--- start EXTRACT PROVIDED ---
Despite being a new player, he has been reading a lot about finance and stocks for a while now. “I watch the news every day to monitor the prices of my shares,” he says. “I go to Bloomberg, ANC Money, and Reuters for news and I ask my mentor for some tips.”

He may have let go of his shares for now, but he says he would buy again if the prices dip further.

While Cyrus was easy to pull out of the stock market after seeing danger signs, his work supervisor and mentor, Daniel, 41, a senior application developer, didn’t budge at all. Daniel has been playing the game for more than a decade, and has a background in qualitative economics, making him more aware of the benefits of investing in stocks.

When the bloodbath last Monday happened, he remembered one thing. “The basic rule of stock trading really is not to panic,” he says.

“I did not sell any of my stocks [when I’ve heard of Monday’s news] and I don’t intend to,” Daniel adds. “My belief is that the prices of stocks will continue to go up and down as they always do.”

Cyrus and Daniel are classic examples of two different kinds of stock market players—one who plays it safe, and the latter, a veteran risk-taker.

They work closely and both monitor the stock market news religiously, but took different measures upon hearing news of last Monday’s incident.
--- end EXTRACT PROVIDED ---
- [EXERCISES]
a: Answer these questions about the stock market article:
(i) What is Daniel's job?
(ii) According to Daniel, what is the basic rule of stock trading?
(iii) What does Daniel believe stock prices will do?
b: Print the stock market article's text between "He may have" and "investing in stocks.", inclusive.
--- start DATA SHOWN ---
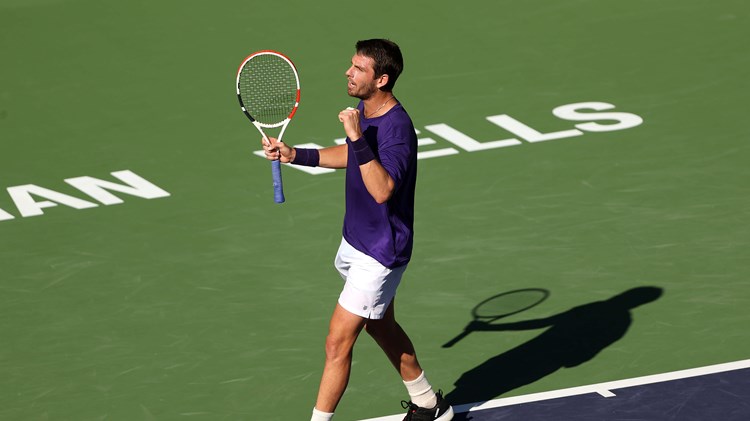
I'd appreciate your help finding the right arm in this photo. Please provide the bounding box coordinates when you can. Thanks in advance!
[262,137,348,168]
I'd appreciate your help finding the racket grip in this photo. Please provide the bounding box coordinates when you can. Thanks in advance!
[271,161,284,203]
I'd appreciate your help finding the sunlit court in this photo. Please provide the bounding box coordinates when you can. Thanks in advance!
[0,0,750,421]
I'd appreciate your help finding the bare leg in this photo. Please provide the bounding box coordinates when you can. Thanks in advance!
[365,300,422,381]
[315,304,367,412]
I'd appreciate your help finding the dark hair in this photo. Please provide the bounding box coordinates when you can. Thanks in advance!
[357,39,404,91]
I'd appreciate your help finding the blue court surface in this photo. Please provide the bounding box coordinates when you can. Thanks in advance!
[364,360,750,421]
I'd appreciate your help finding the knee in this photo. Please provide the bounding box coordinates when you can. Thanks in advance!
[325,334,352,361]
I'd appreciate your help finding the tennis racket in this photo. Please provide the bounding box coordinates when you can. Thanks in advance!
[237,50,300,203]
[443,288,549,348]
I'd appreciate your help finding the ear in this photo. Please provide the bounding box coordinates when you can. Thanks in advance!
[375,73,388,89]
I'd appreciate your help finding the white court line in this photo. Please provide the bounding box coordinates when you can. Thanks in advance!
[361,360,750,421]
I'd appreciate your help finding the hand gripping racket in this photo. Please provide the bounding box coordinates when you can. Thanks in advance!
[237,50,300,203]
[443,288,549,348]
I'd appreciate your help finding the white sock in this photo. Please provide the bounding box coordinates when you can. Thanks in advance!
[404,371,437,408]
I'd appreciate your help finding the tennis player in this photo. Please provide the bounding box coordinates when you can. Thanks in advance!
[264,39,453,421]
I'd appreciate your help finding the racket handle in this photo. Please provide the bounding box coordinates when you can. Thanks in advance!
[443,329,471,348]
[271,161,284,203]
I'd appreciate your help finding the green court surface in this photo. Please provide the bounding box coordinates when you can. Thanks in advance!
[0,0,750,421]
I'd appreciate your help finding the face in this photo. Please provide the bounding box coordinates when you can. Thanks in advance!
[345,54,382,99]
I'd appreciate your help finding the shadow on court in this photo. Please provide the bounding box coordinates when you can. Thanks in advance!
[446,287,663,410]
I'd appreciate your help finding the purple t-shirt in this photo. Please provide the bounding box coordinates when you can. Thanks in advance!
[343,102,417,268]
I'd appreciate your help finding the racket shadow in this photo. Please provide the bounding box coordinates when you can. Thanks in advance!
[446,287,663,412]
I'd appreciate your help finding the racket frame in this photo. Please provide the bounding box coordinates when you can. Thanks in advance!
[235,50,301,203]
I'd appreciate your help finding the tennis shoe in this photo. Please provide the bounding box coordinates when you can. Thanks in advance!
[401,390,453,421]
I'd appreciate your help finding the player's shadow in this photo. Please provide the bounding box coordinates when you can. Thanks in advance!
[445,287,663,412]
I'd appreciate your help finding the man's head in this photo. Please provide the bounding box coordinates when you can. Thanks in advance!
[346,39,404,99]
[356,39,404,92]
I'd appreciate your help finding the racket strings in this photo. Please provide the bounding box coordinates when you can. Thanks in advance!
[239,54,298,124]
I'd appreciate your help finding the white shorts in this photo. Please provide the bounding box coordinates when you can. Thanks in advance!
[334,238,406,319]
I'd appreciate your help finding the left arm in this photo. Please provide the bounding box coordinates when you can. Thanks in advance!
[339,108,396,204]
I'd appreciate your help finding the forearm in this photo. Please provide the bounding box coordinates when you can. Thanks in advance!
[290,145,347,168]
[318,144,347,168]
--- end DATA SHOWN ---
- [CORRECT ANSWERS]
a:
(i) He is a senior application developer.
(ii) The basic rule is not to panic.
(iii) He believes they will continue to go up and down as they always do.

b:
He may have let go of his shares for now, but he says he would buy again if the prices dip further.

While Cyrus was easy to pull out of the stock market after seeing danger signs, his work supervisor and mentor, Daniel, 41, a senior application developer, didn’t budge at all. Daniel has been playing the game for more than a decade, and has a background in qualitative economics, making him more aware of the benefits of investing in stocks.